Because Bokmål has roots in both Danish and New/Middle Norwegian, I would like to request that the system reflect that, i.e. that Danish is added as an ancestor of Bokmål. While it is controversial to say that Bokmål is not a Norwegian language today, it is a historical fact that it has roots in Danish and the spoken Dano-Norwegian koiné (see w:Dano-Norwegian and also the language family tree in the infobox at w:Bokmål). Listing both Middle Norwegian and Danish as ancestors will allow correct etymologies to be entered and, as far as I can see, will cause no new problems. Hått (talk) 01:21, 22 August 2019 (UTC)

I don't see why it's wrong to list it as borrowed. It wasn't there all along; it didn't exist in Norwegian until the Danes came along. —Rua (mew) 13:49, 22 August 2019 (UTC)
It is correct that it was borrowed into the spoken language, but not in the written Bokmål standard. Unlike Nynorsk, Bokmål was not created from scratch, but instead developed from the common written Danish. The transition from Danish to early Bokmål happened gradually and the last newspaper to adopt the 1907 spelling reform (Aftenposten, a major one) did not fully do so until 1923. Borrowing indicates that a foreign element enters the language. The form hellig was used during the entire transition period (and is still used today), so I do not see how it can be listed as borrowed (if it was, when did the borrowing happen?). The word bil, on the other hand, was coined by the Danes in the early 1900s and quickly borrowed into Swedish and Norwegian (both Bokmål and Nynorsk). Hått (talk) 01:59, 25 August 2019 (UTC)

◆ **Goals**:
(a) List every date and time stamp attached to a signature in the Bokmål discussion.
(b) Return the part of the Bokmål discussion from "Because Bokmål has" up to and including "13:49, 22 August 2019 (UTC)".
(c) Answer these questions using the Bokmål discussion.
(i) Which newspaper was the last to adopt the 1907 spelling reform, and in what year did it fully do so?
(ii) Who coined the word bil, and when?
(iii) Where is the language family tree that the first post points to?
The items are not part of any task.

◆ **Dataset content**:
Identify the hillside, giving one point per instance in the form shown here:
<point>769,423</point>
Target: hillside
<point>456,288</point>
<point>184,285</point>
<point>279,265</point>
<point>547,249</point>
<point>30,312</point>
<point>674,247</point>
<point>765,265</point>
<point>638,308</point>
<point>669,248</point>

...

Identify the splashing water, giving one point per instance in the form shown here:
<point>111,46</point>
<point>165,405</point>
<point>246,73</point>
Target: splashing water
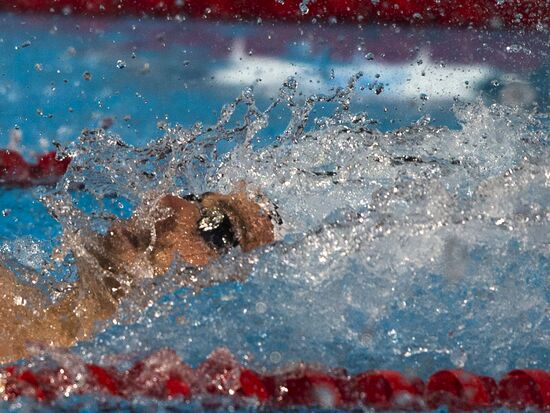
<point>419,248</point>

◆ **Written answers**:
(a)
01:21, 22 August 2019 (UTC)
13:49, 22 August 2019 (UTC)
01:59, 25 August 2019 (UTC)

(b)
Because Bokmål has roots in both Danish and New/Middle Norwegian, I would like to request that the system reflect that, i.e. that Danish is added as an ancestor of Bokmål. While it is controversial to say that Bokmål is not a Norwegian language today, it is a historical fact that it has roots in Danish and the spoken Dano-Norwegian koiné (see w:Dano-Norwegian and also the language family tree in the infobox at w:Bokmål). Listing both Middle Norwegian and Danish as ancestors will allow correct etymologies to be entered and, as far as I can see, will cause no new problems. Hått (talk) 01:21, 22 August 2019 (UTC)

I don't see why it's wrong to list it as borrowed. It wasn't there all along; it didn't exist in Norwegian until the Danes came along. —Rua (mew) 13:49, 22 August 2019 (UTC)

(c)
(i) Aftenposten, in 1923.
(ii) The Danes, in the early 1900s.
(iii) In the infobox at w:Bokmål.